▶ _Trecho de origem_
· · · · ·

Um dos elementos que constitui as condições de produção do discurso é a
formação discursiva, em que o sujeito está inserido. Ela “determina o que pode e
deve ser dito em uma conjuntura histórica” (
PÊCHEUX, 1997, p.162). Dessa forma, o
que define o sujeito é o lugar social do qual ele fala em relação aos diferentes lugares
de uma esfera social. As condições de existência de um discurso são dadas pela
resposta às seguintes questões: Quem pode falar o quê? Para quem e em que lugar?
34
Seguindo também esse raciocínio, é bastante elucidativa a afirmação de Orlandi
(1993, p.108):
As formações discursivas representam, na ordem do discurso, as
formações ideológicas que lhes correspondem. É a formação
discursiva que determina o que pode e deve ser dito, a partir de uma
posição dada numa conjuntura dada. Isso significa que as palavras,
expressões, etc. recebem seu sentido da formação discursiva na
qual são produzidas.
Isso significa que a formação discursiva é o lugar da construção de sentido. O
sujeito atribui significados às mensagens de acordo com a sua inserção em uma
determinada formação discursiva.
Se tomarmos o discurso como exercício de poder, devemos considerar que
isso se deve ao fato de que o discurso é um campo de enfrentamento, lutas, conflitos
e tensões entre diferentes posições enunciativas. É nesse sentido que o discurso é
interpretado de forma diferente por diferentes sujeitos, constituindo-se em “efeitos de
sentidos” (FOUCAULT, 1995).
A abordagem foucaultiana é profícua na medida em que coloca diretrizes para
uma teoria do discurso. Foucault (1995) concebe os discursos como uma dispersão,
isto é, como sendo constituídos por elementos que não estão formados por nenhum
princípio de unidade. Caberia à AD descrever essa dispersão, buscando o
estabelecimento de regras capazes de reger as formações dos discursos. Tais
regras, denominadas pelo autor de regras de formação, possibilitariam a identificação
dos diversos elementos que compõem uma formação discursiva. Foucault apresenta-
as como um “feixe de relações” entre os objetos do discurso, as diferentes formas de
enunciação que permeiam o discurso, os conceitos e as diferentes estratégias
capazes de dar conta de uma formação discursiva, incluindo ou excluindo
determinados temas e teorias.
O autor define discurso como um conjunto de enunciados que se remetem a
uma mesma formação discursiva, ou seja, “um discurso é um conjunto de enunciados
que se apóia em um mesmo sistema de formação” (FOUCAULT, 1995, p.124).
Definindo o discurso como esse conjunto de enunciados, e os enunciados como
performances verbais em função enunciativa, o conceito foucaultiano de discurso
35
pressupõe, necessariamente, a idéia de “prática”. Sob essa perspectiva, a
arqueologia propõe estudar as práticas discursivas, isto é,
Um conjunto de regras anônimas, históricas, sempre determinadas no
tempo e no espaço, que definiriam, em uma dada época para uma
determinada área social, econômica, geográfica ou lingüística, as
condições de exercício da função enunciativa (FOUCAULT, 1995,
p.136).

· · · · ·

▶ _Tarefas a realizar_
1. Segundo o trecho de origem, que nome Foucault dá às regras capazes de reger as formações dos discursos?
2. Edite o trecho de origem, começando em "Isso significa que a formação" e seguindo até "determinada formação discursiva.", e troque "significados" por "sentidos".

· · · · ·

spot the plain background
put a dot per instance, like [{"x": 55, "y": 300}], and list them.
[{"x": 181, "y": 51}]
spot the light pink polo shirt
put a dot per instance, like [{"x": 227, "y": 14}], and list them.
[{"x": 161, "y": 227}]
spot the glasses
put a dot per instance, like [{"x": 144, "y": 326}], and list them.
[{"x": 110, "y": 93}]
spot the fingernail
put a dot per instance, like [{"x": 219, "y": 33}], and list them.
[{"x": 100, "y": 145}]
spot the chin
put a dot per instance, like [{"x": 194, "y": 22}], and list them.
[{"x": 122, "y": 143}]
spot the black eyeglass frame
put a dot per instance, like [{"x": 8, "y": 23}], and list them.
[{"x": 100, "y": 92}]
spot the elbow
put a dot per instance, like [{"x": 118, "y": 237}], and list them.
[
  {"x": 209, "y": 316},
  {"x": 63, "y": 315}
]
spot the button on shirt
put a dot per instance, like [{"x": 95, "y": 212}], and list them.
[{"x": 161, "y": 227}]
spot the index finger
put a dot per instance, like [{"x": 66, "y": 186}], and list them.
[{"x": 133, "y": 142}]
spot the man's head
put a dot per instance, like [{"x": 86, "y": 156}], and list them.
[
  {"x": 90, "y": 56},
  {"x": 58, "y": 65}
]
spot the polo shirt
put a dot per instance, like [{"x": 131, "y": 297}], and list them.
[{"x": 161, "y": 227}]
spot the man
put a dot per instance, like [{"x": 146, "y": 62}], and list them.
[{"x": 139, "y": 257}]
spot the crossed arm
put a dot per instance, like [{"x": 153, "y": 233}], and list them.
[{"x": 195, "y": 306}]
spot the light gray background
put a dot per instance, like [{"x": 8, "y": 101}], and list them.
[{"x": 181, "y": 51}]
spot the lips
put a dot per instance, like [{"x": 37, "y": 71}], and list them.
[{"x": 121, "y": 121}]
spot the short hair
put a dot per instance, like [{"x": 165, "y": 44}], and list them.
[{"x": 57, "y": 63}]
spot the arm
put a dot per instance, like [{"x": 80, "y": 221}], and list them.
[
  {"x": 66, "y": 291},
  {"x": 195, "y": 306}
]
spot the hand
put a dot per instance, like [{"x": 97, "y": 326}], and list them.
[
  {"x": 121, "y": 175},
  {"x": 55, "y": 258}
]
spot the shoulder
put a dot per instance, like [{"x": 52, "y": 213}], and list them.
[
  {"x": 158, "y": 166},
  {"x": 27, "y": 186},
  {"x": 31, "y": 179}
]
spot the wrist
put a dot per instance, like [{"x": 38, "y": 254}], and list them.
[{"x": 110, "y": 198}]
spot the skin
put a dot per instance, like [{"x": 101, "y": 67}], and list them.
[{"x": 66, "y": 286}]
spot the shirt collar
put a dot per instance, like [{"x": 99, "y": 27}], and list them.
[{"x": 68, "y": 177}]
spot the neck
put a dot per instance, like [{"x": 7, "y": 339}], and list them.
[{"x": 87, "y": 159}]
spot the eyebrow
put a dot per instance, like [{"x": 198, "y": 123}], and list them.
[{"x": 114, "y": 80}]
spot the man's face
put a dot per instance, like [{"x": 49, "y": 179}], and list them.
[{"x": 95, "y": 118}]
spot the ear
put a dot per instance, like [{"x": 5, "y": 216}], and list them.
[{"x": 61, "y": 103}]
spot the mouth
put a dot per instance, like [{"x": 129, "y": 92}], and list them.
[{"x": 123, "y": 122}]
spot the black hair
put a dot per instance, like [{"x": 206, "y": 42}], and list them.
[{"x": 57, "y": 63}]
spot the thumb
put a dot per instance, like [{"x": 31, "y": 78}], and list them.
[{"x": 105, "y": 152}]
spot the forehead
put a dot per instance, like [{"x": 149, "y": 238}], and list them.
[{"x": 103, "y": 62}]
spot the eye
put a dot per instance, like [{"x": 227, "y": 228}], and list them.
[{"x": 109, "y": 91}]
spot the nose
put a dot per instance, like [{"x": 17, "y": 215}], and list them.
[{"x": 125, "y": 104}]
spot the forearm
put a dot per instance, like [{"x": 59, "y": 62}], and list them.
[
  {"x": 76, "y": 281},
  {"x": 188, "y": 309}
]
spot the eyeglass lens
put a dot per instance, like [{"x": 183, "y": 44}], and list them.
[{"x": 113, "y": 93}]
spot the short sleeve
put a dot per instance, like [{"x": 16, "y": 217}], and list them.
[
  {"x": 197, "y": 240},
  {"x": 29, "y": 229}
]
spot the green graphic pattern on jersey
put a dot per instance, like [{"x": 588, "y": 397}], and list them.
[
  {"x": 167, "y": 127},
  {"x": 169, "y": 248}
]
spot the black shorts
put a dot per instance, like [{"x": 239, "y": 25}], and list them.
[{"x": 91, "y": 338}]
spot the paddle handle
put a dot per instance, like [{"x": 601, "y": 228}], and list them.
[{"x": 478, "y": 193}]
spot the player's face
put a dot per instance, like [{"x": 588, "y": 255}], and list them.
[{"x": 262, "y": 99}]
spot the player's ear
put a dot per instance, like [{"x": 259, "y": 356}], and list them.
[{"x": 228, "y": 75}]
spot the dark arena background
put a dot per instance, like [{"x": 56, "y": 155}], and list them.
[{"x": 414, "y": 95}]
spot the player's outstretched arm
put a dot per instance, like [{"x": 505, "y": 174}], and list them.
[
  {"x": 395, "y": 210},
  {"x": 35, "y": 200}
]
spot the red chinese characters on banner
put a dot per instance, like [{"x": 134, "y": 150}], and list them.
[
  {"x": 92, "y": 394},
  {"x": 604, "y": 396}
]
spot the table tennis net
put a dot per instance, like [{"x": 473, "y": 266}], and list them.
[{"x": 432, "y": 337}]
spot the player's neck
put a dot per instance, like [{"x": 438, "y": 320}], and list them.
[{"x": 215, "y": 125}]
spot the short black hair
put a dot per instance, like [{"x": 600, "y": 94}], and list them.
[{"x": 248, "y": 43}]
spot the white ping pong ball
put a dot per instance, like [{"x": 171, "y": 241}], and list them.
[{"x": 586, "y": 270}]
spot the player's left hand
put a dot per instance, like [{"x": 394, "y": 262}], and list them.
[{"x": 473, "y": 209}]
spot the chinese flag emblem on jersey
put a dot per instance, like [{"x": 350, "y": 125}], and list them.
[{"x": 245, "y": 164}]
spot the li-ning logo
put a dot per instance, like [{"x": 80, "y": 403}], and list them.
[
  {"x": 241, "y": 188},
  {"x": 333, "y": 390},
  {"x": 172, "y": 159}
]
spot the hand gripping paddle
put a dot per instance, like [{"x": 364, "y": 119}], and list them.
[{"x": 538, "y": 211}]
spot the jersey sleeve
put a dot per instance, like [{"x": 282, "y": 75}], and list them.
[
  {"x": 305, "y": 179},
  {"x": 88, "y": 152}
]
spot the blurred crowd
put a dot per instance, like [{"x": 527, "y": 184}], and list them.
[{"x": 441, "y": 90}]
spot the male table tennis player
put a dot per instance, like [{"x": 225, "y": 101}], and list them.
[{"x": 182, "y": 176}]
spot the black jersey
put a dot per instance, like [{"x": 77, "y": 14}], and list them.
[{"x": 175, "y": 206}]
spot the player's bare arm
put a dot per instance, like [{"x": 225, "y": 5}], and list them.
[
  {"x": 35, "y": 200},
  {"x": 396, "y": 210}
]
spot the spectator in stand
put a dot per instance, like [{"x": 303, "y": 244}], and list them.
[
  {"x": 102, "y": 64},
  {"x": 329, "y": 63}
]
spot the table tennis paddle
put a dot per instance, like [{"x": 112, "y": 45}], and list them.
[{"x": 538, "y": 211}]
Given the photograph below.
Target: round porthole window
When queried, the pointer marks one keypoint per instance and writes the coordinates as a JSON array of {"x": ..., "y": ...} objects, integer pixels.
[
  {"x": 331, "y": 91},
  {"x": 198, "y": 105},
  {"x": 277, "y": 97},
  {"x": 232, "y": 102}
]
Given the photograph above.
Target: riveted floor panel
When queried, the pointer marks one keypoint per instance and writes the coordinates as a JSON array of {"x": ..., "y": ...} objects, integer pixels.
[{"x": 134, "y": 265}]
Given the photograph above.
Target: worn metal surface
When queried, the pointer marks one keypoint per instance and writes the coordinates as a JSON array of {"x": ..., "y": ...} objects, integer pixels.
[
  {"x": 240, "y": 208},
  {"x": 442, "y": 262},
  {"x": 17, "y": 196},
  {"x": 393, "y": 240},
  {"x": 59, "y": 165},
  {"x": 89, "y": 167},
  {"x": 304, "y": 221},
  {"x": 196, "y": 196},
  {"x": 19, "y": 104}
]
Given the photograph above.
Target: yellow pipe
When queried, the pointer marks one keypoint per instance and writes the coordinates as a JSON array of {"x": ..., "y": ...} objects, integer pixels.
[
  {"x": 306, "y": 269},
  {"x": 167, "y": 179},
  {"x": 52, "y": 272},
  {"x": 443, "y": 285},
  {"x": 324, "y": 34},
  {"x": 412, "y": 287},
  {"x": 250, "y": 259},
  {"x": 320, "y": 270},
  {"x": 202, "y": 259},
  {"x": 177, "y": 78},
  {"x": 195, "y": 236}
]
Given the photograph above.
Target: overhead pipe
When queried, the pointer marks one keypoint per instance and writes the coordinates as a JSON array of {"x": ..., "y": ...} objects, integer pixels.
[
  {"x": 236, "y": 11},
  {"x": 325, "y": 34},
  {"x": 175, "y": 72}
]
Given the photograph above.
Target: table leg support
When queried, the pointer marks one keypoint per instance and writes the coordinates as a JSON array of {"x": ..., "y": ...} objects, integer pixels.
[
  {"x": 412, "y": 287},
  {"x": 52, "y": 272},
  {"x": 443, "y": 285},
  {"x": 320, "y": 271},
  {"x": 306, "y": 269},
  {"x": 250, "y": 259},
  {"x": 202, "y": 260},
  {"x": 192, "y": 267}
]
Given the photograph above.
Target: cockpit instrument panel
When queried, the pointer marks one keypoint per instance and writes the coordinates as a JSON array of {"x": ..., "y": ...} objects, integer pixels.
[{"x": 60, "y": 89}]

· · · · ·

▶ _Respostas dadas_
1. Regras de formação.

2.
Isso significa que a formação discursiva é o lugar da construção de sentido. O
sujeito atribui sentidos às mensagens de acordo com a sua inserção em uma
determinada formação discursiva.